- _INSTRUCTION_
All records are to be retyped faithfully and completely.

•••••

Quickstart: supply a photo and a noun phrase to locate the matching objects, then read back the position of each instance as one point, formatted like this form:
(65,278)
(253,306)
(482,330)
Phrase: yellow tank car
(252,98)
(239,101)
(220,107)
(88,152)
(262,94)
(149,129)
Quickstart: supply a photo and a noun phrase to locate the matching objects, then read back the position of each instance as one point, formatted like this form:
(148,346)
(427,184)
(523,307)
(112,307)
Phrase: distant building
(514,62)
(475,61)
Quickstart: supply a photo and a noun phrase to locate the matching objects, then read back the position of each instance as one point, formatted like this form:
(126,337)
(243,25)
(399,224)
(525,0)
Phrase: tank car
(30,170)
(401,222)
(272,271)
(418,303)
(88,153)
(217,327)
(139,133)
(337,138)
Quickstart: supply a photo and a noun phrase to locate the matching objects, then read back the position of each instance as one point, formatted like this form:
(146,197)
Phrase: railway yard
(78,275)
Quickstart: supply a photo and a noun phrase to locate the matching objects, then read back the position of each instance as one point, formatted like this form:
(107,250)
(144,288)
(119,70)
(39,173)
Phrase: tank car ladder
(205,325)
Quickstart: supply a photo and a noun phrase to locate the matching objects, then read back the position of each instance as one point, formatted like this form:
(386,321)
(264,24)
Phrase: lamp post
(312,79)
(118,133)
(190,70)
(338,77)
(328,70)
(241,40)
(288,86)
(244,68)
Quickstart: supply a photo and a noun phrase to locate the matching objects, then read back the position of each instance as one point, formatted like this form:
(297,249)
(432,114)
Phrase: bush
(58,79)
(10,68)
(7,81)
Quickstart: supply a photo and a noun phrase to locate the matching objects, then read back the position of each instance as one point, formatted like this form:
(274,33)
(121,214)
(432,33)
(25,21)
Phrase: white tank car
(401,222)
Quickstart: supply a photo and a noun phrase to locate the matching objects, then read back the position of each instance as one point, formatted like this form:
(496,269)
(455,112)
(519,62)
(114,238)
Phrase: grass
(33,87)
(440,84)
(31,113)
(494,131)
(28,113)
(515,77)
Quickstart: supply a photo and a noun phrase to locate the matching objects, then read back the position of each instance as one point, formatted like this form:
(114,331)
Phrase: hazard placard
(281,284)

•••••

- _EXERCISE ANSWER_
Quickstart: supply a photo and a noun phrase to locate the matching objects, then read back the position of each instance as one point, formatted like this form:
(65,278)
(253,306)
(482,330)
Phrase: yellow tank car
(252,98)
(239,101)
(220,107)
(88,152)
(262,94)
(149,129)
Quickstart: supply a photo and a noun phrase to locate the matching objects, then read back the position of each instance as one point, formatted like this form:
(148,346)
(427,184)
(523,307)
(112,307)
Phrase: distant building
(514,62)
(475,61)
Quickstart: supply a photo and a noun phrase to locate the matching objects, then read back the position of each instance as one point, formatted like this form:
(126,337)
(243,25)
(399,224)
(525,0)
Phrase: tank car
(30,170)
(401,222)
(272,271)
(418,303)
(88,153)
(217,327)
(139,133)
(337,138)
Quickstart: supply a photo and a noun phrase to locate the matching objects, then read back the position of each instance as one point, formatted like this form:
(146,197)
Phrase: railway yard
(78,275)
Quickstart: supply a photo and a noun phrase to locate the matching objects, then read back the position of each instance as one point, formatted like this form:
(107,250)
(144,288)
(119,70)
(39,173)
Phrase: tank car ladder
(205,325)
Quickstart: supply a photo and a noun phrase to locate the matching objects, then read back the position of each instance as one point, formatted like this form:
(386,321)
(264,24)
Phrase: lamp post
(312,79)
(118,133)
(190,70)
(338,77)
(328,70)
(241,40)
(288,86)
(244,68)
Quickstart: supply a photo and a noun phrase to locate the matching objects, then read back the position of each instance as one point, formatted like this form:
(297,249)
(432,114)
Phrase: bush
(58,79)
(10,68)
(7,81)
Quickstart: supply a photo and a noun phrase to locate the matching objects, then read back the position of each instance as one point, formatted like this form:
(274,33)
(121,214)
(432,33)
(25,21)
Phrase: white tank car
(401,222)
Quickstart: supply a photo and a noun phrase to locate the matching objects, then read back the position of each instance as one point, formatted like this form:
(496,269)
(455,112)
(519,62)
(114,238)
Phrase: grass
(33,87)
(440,84)
(31,113)
(494,131)
(28,113)
(515,77)
Quickstart: supply a photo and a noun phrase to locate the matching objects, then read back the position of each instance as one point, formatted like this form:
(114,331)
Phrase: hazard placard
(281,284)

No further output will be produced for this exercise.